##### SOURCE PASSAGE #####

So moving on to Dispatch Sync. Dispatch Sync is probably the simplest API call in GCD. And basically all it does is it takes two arguments, the first being a queue and the second being a block. And DispatchSync synchronously enqueues the block onto the queue and that's done in an atomic nature so it's safe to call DispatchSync on the same queue from multiple threads at the same time. The blocks will be serialized, they'll be executed by the system and then after the block has finished executing, DispatchSync will return to the call site in your application.

So this is a very useful thing for implementing critical sections. Maybe you have a lot of threads, you're implementing some shared data structure, you can use a queue to protect that data structure, you can use Dispatch Sync to serialize access to that data structure. And so in this code example, we're doing something, you know, classic textbook example of having some sort of account balance that's updated with the transaction, and we want to make sure that there's atomicity in this update. So pretty straightforward stuff. A slightly more advanced pattern building on Dispatch Sync is using the under under block keyword to extract results back out of the block that's synchronously executed.

So we've expanded this example a little bit. There's a return value. We're just going to have a Boolean that says whether or not the update happened successfully because maybe we want to check to make sure the balance in the account is actually sufficient that we can adjust it for the amount of the transaction. Now, one of the key things that differs here between Dispatch Sync and a traditional locking approach is highlighted by the return statement that's about halfway through the code.

If you've ever written a very complicated function with a lot of locking that checks various error conditions or checks input, you know you have to be very careful to unlock any of the locks that you've acquired before returning from your function. If you ever leave a lock locked, then a lot of times somewhere much later in your code, something deadlocks against that because the logic was left in an inconsistent state. One of the really powerful things about blocks in Dispatch Sync is that the runtime manages all the serialization.

And it does that on block boundaries. It's safe for you to return from your block at any point because it's the returning from the block that signals that that block is finished and the next block can execute. So it really lets you do some concise things for checking for error conditions and whatnot, simply returning from the block in the middle. You don't have to worry about unlocking a lot of locks before continuing execution of your program.

And then, of course, in this example, assuming the transaction was able to return from the block, you can do that. to be interpreted, we didn't return early, then we just assigned true to the result, and that'll be visible by the caller when we return from DispatchSync, and that can be returned from the outside function.

So there's one thing you probably should be aware of with Dispatch Sync, and that is it does what it says. It waits until the block has finished. So if you were to do something like this and call Dispatch Sync on the same queue from within a block that's also Dispatch Synced to that queue, you're going to deadlock. And the reason for that is the outer block is still executing. It hasn't returned. The runtime enforces very strict FIFO serialized nature on these queues, like I mentioned earlier.

So that inner block is really never going to get an opportunity to execute because it's still waiting for the outer block, which of course is waiting for the inner block. Now, this example is pretty straightforward. If you saw this in code, you'd probably say, well, yeah, of course that's going to happen.

#####

* **CHALLENGE**: Copy word for word the part of the Dispatch Sync passage above that starts with the words containing "And it does" and ends with "the outside function.".

##### EXCERPTED RECORDS #####

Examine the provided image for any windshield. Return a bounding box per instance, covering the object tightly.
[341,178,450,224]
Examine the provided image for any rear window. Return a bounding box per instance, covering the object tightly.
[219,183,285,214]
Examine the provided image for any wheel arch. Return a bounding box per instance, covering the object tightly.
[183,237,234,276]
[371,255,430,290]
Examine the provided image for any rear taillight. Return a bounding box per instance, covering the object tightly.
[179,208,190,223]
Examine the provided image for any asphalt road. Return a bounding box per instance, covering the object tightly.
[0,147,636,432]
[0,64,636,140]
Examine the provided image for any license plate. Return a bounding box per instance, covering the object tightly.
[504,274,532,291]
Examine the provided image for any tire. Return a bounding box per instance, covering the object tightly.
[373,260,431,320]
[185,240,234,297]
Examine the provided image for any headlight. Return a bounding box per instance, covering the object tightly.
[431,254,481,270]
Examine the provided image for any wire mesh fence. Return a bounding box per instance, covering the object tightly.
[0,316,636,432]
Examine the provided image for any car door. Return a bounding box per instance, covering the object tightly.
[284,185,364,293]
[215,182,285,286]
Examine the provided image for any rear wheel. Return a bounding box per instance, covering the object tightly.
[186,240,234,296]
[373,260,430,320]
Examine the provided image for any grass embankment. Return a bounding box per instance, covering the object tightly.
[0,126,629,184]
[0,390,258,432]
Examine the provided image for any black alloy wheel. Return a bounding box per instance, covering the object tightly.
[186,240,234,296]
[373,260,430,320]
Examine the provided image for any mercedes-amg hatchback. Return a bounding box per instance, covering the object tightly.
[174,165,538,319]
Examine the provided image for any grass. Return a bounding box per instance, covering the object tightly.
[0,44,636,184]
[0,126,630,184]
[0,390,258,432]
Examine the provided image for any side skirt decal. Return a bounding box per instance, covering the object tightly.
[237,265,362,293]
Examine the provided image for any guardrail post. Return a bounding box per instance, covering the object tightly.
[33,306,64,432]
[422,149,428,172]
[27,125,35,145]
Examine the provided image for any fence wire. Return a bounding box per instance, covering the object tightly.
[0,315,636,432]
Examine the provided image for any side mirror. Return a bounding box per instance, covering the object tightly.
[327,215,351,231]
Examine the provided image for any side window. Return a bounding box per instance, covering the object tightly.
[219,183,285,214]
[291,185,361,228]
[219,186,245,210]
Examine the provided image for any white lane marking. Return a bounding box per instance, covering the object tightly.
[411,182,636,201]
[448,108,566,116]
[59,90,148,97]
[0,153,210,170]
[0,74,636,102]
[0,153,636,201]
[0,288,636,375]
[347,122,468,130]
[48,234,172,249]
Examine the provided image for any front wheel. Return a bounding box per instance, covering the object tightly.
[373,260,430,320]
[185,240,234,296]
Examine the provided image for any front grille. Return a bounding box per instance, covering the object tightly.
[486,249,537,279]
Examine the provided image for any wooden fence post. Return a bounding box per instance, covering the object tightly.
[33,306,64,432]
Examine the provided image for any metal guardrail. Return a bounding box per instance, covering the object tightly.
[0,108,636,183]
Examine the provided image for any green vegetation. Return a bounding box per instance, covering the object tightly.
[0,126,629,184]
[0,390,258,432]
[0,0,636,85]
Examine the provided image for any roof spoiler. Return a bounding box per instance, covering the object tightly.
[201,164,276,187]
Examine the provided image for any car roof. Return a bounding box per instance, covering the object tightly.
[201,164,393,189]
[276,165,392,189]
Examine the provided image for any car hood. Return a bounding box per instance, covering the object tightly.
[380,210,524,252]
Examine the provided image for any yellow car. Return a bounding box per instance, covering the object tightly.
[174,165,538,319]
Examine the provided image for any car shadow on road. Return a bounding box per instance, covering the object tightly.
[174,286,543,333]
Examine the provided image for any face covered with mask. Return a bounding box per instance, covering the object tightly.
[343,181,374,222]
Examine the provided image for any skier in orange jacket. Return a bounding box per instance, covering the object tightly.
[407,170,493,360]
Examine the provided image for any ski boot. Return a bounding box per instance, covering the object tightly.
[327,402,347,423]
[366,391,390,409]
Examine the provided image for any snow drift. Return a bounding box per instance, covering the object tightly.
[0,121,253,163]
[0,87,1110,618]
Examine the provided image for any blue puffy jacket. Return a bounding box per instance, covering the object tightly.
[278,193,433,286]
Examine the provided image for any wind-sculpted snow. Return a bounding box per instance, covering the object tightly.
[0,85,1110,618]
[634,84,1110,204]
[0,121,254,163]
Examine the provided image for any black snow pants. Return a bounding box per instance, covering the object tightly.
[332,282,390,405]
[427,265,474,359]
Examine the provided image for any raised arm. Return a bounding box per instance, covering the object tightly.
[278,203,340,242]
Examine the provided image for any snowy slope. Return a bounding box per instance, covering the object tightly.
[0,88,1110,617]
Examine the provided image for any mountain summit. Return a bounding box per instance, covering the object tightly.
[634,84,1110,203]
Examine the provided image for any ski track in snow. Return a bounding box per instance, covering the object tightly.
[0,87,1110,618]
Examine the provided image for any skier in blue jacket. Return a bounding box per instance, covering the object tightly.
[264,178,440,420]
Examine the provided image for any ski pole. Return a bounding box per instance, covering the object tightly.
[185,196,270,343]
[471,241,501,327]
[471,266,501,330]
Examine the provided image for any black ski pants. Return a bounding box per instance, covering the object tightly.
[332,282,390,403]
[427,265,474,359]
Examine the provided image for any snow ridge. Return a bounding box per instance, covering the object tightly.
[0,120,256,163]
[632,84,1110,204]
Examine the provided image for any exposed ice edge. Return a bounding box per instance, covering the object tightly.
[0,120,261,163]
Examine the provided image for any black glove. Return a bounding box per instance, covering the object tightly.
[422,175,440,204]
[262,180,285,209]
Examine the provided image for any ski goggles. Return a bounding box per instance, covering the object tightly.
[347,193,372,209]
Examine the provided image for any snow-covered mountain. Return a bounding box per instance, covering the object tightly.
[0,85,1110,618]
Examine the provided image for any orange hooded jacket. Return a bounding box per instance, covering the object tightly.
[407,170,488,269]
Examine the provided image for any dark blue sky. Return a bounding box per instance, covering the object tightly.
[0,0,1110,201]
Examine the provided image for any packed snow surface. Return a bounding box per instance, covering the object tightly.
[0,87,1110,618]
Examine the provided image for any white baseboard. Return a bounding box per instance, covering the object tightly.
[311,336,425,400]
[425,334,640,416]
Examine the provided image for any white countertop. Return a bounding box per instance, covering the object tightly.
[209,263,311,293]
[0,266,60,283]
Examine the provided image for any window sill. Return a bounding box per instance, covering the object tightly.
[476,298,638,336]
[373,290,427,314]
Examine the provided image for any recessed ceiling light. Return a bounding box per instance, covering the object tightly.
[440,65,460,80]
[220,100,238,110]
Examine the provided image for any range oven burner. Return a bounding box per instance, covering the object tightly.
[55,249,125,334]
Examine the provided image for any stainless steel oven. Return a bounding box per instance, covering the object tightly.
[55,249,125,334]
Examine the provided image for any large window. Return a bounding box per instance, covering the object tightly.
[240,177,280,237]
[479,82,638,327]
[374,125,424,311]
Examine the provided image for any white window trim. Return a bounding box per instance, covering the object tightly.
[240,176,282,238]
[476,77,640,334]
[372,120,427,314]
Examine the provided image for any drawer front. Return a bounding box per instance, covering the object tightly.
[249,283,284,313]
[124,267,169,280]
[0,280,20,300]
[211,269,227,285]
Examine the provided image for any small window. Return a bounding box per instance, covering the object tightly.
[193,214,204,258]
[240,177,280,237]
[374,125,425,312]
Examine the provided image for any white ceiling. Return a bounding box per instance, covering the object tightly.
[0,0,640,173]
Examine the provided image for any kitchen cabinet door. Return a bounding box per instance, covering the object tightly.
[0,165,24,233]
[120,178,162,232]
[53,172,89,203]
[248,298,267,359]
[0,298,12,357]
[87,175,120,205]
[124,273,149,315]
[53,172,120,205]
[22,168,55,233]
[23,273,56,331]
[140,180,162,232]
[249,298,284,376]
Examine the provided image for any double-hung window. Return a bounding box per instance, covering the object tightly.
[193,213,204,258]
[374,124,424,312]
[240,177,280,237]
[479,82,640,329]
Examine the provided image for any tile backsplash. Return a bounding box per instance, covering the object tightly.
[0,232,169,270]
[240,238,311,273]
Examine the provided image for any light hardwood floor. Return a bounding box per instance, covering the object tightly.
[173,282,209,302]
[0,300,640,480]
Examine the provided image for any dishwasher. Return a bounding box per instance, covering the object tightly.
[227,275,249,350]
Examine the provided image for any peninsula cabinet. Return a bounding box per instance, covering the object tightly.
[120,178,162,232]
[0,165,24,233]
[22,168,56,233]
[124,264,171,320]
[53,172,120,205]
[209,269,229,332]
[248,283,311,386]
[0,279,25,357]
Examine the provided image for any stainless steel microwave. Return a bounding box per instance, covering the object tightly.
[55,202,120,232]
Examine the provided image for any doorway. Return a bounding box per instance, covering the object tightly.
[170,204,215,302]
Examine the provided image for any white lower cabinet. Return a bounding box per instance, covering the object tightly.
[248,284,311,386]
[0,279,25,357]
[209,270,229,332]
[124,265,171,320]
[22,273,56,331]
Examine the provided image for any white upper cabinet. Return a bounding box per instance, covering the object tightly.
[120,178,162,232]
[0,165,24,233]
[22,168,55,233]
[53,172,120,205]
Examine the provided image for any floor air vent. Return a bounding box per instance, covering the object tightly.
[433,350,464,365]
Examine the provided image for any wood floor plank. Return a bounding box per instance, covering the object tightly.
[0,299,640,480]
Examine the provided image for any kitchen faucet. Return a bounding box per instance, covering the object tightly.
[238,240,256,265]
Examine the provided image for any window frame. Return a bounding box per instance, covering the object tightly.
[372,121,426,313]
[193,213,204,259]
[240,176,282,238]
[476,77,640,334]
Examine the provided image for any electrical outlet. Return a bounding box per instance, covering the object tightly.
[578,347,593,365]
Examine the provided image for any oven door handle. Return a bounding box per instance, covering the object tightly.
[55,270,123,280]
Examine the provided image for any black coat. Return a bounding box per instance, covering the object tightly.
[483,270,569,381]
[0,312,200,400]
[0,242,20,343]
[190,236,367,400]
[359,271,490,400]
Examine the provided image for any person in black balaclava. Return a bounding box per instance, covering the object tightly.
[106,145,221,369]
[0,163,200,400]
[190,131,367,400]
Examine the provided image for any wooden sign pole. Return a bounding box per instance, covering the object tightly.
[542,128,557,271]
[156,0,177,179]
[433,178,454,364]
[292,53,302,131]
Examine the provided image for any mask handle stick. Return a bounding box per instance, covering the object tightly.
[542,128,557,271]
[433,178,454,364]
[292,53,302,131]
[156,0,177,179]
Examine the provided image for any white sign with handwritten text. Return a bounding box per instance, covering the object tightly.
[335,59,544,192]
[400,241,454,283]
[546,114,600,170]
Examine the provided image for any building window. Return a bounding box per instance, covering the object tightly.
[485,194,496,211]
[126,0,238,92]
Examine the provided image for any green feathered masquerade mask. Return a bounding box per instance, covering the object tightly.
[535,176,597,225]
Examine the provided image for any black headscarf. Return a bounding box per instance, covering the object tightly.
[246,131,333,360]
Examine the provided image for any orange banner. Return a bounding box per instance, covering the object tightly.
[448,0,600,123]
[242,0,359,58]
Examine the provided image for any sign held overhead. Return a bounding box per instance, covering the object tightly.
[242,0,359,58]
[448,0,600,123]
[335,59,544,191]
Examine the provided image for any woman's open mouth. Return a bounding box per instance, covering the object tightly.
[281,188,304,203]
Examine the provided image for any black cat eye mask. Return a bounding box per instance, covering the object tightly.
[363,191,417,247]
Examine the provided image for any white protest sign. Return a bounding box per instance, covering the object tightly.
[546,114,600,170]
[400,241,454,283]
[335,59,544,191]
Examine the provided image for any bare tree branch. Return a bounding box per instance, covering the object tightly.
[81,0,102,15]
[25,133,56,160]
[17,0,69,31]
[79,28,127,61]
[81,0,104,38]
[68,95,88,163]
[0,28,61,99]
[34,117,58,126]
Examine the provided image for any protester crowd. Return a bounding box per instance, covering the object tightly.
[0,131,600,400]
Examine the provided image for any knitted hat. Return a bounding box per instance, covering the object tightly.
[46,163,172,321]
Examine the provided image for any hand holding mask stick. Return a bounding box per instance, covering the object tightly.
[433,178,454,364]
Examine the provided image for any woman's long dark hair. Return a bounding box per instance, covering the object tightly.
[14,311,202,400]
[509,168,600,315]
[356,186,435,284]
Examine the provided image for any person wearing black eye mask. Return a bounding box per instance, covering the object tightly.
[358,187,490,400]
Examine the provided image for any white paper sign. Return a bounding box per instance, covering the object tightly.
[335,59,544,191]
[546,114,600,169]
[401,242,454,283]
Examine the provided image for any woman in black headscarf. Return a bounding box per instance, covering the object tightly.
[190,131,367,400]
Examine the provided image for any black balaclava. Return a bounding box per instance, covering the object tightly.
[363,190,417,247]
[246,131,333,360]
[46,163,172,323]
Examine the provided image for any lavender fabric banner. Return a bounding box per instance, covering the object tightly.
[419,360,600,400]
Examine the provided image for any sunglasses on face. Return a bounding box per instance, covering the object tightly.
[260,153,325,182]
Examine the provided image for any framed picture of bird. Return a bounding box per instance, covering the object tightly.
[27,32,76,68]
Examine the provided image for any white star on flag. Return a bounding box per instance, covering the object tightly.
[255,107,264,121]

#####

* **FINAL ANSWER**:
And it does that on block boundaries. It's safe for you to return from your block at any point because it's the returning from the block that signals that that block is finished and the next block can execute. So it really lets you do some concise things for checking for error conditions and whatnot, simply returning from the block in the middle. You don't have to worry about unlocking a lot of locks before continuing execution of your program.

And then, of course, in this example, assuming the transaction was able to return from the block, you can do that. to be interpreted, we didn't return early, then we just assigned true to the result, and that'll be visible by the caller when we return from DispatchSync, and that can be returned from the outside function.